Source passage:
Content starts
December 25, 1995
PARIS — Sixteen days into the national rail strike nothing is moving. Hundreds of thousands of phone and power workers, subway and bus workers, municipal workers, teachers, hospital and other government workers, as well as students, have joined rail workers in a nationwide social protest movement against government plans to drastically reduce social security benefits.
“The strike was prompted by two things,” said Jean-Paul Danard, an engineer at the Montparnasse station. “The plan to cut social security payments and raise the minimum retirement age from 50 to 55, and the plan to privatize the railroads with the possible layoff of as many as 30,000 workers.”
“What we are fighting for is a different kind of society,” Dominique Larchet said. “A job is not a privilege, a wage is not a privilege.”
December 25, 1970
NEW YORK, Dec. 12 — Six hundred women braved freezing rain today to march for an end to all restrictions on abortion. On the eve of the march, it was expanded to include a defense of feminist Kate Millett.
The Dec. 14 issue of Time singled out Millett, author of Sexual Politics, for attack. Millett has recently acknowledged that she is bisexual. “This disclosure,” Time concludes, “is bound to discredit her as a spokeswoman for her cause, cast further doubts on her theories, and reinforce the views of those who routinely dismiss all liberationists as lesbians.”
Content ends
Data records:
Content starts
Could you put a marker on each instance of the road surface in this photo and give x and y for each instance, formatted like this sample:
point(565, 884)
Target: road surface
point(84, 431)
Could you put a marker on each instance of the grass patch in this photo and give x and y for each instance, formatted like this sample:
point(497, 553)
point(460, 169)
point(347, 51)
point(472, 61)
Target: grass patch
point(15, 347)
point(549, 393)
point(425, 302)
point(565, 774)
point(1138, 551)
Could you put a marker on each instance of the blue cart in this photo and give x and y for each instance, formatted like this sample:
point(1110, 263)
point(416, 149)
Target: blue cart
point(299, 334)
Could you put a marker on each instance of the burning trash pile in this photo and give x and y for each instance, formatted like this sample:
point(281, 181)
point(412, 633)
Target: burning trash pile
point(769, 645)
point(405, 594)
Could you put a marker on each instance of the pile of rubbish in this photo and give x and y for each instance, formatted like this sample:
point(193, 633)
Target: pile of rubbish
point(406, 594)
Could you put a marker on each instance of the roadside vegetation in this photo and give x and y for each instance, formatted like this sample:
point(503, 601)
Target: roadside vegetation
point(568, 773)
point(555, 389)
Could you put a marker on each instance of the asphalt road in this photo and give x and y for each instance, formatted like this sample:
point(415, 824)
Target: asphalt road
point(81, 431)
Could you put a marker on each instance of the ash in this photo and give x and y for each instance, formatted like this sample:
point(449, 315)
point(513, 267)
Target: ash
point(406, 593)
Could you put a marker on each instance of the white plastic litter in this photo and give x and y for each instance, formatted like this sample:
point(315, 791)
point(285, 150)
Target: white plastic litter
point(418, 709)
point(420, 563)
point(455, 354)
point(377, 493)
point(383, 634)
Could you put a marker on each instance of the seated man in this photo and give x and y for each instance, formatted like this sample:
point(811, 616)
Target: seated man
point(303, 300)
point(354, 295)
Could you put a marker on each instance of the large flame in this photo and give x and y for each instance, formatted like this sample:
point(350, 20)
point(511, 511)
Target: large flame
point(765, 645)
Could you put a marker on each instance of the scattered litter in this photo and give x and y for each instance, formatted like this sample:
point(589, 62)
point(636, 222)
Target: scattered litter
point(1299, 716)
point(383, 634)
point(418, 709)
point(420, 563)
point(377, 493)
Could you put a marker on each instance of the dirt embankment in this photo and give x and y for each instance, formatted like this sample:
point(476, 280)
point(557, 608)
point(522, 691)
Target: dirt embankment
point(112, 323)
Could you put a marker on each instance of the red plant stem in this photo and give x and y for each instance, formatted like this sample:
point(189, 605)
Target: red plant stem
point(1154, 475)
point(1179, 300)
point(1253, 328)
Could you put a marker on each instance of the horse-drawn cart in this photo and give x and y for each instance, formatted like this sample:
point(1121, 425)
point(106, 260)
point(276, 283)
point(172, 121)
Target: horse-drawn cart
Content ends
Exercise:
Carry on the dated news excerpts about the Paris rail strike and the New York abortion march, picking up after their last sentence. None of the items above is needed for this work.

Task result:
The march established the Women’s Strike Coalition, a united front of close to 100 organizations, as a group that is prepared to respond to every form of oppression women face, be it from Time magazine or the city government.
December 22, 1945
General Motors has been howling “illegal” at the CIO auto workers’ picket lines. It began to call in the “law.” General Motors is paving the way for strikebreaking through injunctions. Sheriffs and federal marshals will be waving court orders before every picket line.
It’s been tried in at least two important auto strikes before. Toledo and Flint. The first, the birthplace of the fighting traditions of the UAW-CIO in the Toledo Auto-Lite Strike of 1934. The second, the center of the “sit-down” strike of 1937 that first humbled the General Motors empire. In each struggle, the strike boiled down to one question: How would the strikers meet the challenge of injunctions issued through the collusion of big money and compliant judges? In both cases, the answer was: “We will defy them!” And by successful defiance, the workers won.